• Stated goal:
Report every line in the records below that contains the word "blue", copying each such line in full.
# Start of The records
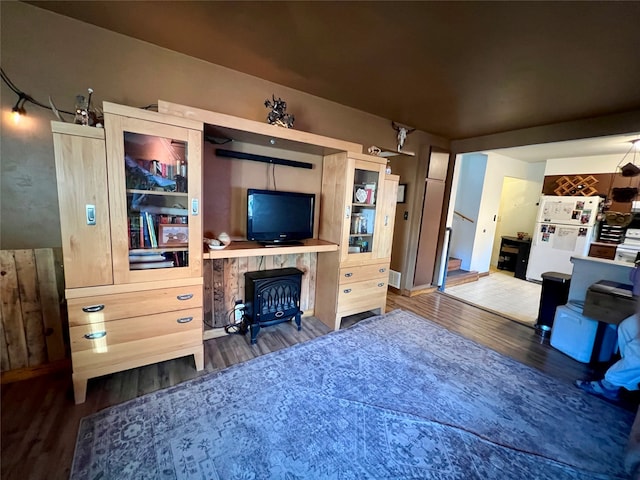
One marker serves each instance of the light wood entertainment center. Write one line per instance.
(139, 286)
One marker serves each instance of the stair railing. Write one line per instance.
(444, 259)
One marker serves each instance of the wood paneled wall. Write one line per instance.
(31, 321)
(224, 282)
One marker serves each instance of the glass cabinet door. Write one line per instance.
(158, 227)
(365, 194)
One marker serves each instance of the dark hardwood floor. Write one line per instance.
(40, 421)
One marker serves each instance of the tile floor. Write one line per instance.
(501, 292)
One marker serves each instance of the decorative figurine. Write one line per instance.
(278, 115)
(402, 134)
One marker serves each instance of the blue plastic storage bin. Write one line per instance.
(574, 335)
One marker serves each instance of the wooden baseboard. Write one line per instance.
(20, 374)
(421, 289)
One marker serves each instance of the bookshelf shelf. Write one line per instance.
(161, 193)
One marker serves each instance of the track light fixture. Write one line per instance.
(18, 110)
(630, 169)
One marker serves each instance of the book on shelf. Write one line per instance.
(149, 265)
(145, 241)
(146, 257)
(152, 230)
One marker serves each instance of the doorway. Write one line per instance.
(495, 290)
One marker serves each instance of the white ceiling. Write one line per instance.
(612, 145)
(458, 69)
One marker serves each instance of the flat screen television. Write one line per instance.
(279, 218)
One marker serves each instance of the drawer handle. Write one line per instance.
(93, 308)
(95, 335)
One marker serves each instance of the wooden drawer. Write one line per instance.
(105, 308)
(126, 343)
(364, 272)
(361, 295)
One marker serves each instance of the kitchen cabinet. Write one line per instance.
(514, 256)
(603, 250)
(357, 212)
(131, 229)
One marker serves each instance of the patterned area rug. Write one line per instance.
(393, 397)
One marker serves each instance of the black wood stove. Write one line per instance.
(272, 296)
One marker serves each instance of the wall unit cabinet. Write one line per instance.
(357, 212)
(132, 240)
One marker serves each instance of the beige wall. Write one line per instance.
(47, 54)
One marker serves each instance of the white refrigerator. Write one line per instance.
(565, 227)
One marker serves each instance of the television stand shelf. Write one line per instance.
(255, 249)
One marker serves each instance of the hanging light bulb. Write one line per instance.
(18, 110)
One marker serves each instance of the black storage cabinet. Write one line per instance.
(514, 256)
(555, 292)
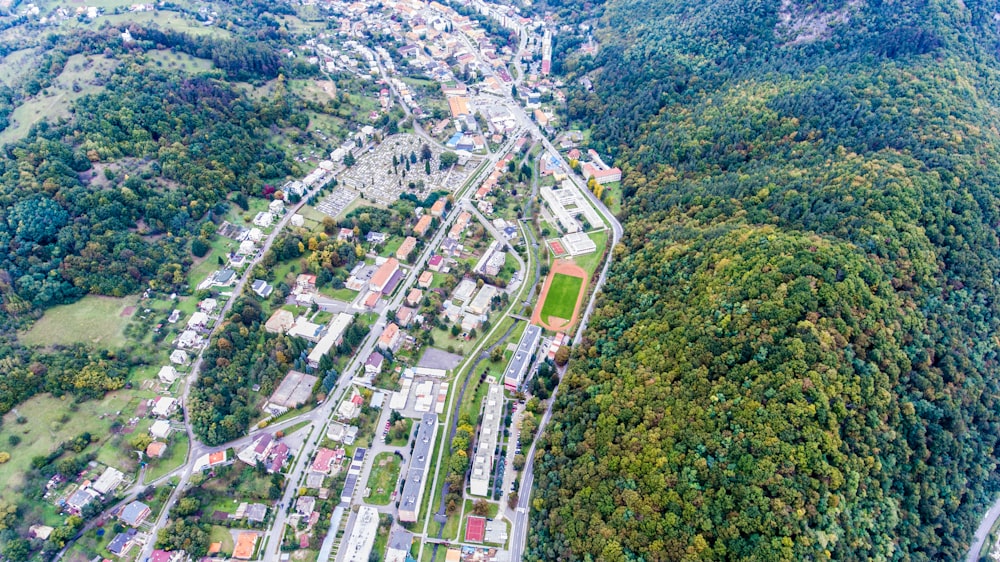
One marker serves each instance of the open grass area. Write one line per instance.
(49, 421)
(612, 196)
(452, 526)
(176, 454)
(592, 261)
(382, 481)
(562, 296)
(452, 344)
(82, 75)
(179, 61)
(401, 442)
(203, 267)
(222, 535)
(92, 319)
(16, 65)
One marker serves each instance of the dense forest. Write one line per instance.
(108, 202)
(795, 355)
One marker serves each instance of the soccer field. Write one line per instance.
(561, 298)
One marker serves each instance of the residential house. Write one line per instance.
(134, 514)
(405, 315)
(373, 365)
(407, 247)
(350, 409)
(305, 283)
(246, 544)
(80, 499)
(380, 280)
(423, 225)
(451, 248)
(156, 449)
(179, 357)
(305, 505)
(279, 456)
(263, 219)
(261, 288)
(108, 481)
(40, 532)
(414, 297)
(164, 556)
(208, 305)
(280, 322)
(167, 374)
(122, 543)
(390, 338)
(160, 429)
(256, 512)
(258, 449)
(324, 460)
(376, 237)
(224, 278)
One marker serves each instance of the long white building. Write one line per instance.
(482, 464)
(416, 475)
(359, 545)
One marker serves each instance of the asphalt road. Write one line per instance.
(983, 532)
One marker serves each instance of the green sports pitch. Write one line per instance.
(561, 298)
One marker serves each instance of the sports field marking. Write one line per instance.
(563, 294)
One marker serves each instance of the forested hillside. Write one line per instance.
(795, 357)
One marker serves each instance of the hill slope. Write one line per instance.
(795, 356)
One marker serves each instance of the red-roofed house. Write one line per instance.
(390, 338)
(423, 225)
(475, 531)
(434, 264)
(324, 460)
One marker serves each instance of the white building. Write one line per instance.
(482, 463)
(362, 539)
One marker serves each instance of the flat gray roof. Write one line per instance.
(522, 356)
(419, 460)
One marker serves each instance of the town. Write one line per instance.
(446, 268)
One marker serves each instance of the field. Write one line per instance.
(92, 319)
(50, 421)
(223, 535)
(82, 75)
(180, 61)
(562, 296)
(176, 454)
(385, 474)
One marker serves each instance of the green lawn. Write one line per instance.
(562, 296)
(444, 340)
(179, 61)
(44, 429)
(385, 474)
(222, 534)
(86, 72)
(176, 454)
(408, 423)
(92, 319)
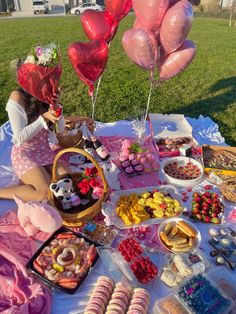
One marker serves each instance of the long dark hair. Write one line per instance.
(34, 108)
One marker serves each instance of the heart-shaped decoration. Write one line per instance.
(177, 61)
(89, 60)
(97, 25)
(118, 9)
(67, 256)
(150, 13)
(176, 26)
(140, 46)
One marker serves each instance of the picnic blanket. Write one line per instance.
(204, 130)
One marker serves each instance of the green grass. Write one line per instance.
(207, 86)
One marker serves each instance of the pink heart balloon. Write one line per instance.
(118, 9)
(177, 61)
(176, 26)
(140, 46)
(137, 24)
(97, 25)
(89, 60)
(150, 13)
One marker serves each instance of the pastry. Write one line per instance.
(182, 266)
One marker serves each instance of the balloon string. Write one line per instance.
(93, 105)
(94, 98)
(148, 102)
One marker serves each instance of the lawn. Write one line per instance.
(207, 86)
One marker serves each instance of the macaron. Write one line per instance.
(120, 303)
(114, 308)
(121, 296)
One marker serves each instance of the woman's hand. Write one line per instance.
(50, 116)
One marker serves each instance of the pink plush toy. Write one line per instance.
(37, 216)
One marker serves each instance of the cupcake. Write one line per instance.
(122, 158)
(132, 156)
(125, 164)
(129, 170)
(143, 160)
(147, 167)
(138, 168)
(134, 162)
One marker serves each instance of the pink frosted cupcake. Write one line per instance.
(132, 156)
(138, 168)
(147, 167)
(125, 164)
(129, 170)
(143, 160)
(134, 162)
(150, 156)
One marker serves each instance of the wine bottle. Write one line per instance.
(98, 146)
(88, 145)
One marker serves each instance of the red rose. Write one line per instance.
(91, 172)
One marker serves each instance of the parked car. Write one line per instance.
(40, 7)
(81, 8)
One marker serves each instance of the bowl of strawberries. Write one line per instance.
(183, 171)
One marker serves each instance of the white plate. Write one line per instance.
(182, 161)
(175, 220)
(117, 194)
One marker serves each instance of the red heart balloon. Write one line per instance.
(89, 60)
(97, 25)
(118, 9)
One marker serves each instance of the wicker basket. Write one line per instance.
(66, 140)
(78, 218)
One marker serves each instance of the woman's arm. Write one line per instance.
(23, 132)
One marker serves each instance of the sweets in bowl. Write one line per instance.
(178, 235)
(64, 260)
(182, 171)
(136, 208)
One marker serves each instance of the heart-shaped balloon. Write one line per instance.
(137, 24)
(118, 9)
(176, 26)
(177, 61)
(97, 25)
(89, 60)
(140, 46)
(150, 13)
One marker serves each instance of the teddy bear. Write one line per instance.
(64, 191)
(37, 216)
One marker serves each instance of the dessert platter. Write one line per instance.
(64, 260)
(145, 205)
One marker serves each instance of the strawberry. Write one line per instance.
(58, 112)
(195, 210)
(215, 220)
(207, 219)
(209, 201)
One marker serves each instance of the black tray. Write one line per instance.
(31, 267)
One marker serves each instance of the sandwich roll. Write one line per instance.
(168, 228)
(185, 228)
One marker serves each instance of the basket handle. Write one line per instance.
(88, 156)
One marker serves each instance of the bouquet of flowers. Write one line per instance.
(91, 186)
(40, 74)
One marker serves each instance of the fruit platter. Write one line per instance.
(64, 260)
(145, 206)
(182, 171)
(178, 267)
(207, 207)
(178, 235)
# End of The records
# Start of The records
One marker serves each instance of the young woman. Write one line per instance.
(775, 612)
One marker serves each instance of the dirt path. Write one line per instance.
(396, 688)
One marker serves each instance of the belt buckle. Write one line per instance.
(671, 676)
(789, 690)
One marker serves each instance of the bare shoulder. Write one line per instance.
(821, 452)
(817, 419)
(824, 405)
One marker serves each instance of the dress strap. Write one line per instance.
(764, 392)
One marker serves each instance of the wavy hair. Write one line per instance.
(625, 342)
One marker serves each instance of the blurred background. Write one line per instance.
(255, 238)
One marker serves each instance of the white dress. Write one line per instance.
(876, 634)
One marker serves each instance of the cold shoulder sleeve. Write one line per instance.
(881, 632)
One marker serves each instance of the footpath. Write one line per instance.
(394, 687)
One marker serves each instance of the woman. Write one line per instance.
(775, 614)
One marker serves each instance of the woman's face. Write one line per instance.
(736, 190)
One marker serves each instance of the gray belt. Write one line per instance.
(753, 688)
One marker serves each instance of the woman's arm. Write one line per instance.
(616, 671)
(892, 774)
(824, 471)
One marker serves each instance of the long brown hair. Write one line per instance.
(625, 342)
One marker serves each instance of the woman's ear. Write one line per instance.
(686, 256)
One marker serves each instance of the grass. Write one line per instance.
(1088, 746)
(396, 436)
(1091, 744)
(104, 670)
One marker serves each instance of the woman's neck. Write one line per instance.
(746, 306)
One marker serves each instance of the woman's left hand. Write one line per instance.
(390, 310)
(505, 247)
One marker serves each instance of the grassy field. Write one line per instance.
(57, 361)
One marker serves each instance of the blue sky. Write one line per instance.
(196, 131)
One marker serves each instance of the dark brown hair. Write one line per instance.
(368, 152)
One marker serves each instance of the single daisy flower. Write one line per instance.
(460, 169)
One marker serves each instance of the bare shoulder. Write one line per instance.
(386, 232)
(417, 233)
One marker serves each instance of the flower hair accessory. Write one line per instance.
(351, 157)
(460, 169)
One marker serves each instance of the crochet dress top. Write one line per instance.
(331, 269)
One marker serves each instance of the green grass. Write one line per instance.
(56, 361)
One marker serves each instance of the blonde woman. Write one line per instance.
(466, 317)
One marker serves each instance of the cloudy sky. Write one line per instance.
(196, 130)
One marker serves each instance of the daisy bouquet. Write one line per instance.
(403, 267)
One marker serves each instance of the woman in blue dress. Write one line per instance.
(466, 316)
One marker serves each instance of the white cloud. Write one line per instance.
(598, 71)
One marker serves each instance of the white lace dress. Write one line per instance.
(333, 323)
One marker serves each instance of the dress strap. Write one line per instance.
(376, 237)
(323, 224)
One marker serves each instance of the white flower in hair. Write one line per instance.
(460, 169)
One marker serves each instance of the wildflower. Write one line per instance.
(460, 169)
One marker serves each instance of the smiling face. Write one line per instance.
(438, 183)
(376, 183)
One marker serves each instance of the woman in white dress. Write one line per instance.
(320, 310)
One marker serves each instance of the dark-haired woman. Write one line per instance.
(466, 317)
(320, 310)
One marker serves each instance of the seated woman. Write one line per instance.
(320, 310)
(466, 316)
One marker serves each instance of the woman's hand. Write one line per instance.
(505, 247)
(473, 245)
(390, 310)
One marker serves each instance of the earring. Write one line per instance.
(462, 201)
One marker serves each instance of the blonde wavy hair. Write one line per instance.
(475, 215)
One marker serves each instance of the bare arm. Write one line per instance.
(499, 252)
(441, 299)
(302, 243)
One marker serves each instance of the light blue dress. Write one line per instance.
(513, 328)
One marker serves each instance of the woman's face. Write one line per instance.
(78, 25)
# End of The records
# Start of The records
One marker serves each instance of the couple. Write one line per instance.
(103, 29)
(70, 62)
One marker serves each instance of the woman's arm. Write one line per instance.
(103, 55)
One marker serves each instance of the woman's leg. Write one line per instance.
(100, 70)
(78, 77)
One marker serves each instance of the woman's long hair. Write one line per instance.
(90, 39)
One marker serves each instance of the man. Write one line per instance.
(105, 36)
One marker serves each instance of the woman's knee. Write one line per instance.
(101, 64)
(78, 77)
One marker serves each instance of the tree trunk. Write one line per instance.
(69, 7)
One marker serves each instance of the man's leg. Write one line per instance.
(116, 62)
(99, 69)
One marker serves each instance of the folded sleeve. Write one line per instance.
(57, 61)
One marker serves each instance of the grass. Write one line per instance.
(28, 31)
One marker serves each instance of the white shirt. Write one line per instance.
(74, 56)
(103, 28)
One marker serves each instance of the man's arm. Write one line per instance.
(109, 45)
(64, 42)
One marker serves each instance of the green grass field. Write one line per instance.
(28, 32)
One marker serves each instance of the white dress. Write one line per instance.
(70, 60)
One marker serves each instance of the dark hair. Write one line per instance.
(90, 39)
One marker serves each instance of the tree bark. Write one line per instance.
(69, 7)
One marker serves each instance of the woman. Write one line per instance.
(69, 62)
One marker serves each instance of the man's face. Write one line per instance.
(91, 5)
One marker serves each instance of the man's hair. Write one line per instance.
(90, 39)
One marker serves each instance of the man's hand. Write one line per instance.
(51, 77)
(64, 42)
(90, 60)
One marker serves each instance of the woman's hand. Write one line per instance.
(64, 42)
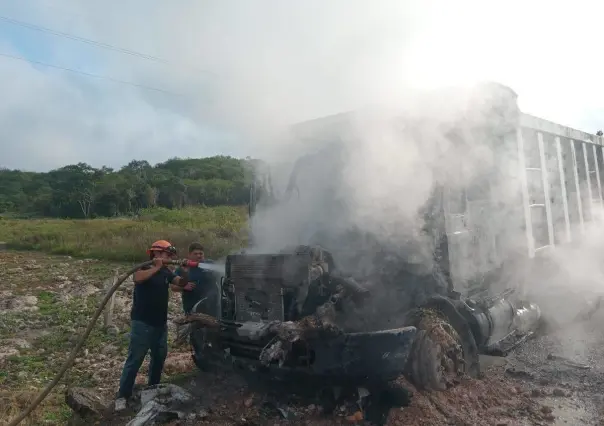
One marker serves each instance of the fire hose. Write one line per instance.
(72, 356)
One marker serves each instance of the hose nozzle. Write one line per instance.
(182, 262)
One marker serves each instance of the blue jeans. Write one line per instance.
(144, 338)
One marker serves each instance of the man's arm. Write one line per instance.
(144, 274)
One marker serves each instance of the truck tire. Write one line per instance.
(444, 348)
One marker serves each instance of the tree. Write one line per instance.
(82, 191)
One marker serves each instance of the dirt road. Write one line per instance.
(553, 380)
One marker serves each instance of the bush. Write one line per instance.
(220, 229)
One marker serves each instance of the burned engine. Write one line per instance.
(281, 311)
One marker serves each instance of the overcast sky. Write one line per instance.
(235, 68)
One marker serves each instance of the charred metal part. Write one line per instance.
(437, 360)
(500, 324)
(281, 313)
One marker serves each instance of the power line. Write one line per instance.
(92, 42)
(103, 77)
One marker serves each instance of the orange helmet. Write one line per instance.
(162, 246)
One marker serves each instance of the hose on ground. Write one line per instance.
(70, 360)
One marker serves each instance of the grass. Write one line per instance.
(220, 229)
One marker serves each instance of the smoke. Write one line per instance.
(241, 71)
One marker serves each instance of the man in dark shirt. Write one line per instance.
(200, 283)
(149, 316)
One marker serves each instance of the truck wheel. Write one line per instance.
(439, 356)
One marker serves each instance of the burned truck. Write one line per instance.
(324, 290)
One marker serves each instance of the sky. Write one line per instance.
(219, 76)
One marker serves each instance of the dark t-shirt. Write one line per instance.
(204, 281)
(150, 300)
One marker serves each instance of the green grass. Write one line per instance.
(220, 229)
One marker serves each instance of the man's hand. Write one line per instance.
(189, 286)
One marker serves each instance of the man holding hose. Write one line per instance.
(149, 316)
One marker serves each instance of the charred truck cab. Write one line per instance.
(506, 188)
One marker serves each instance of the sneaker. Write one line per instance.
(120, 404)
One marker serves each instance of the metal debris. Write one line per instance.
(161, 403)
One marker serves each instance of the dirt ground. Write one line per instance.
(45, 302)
# End of The records
• Answer to this problem:
One marker serves each instance of the blue plastic storage bin. Write one line per instance.
One marker serves each instance of the blue sky. Write one line per instance.
One marker serves each instance of the woman in blue dress. Write one line per instance.
One marker serves each instance of the light blue dress. Write one line per instance.
One marker serves each instance of the blue jeans. Write one line per instance.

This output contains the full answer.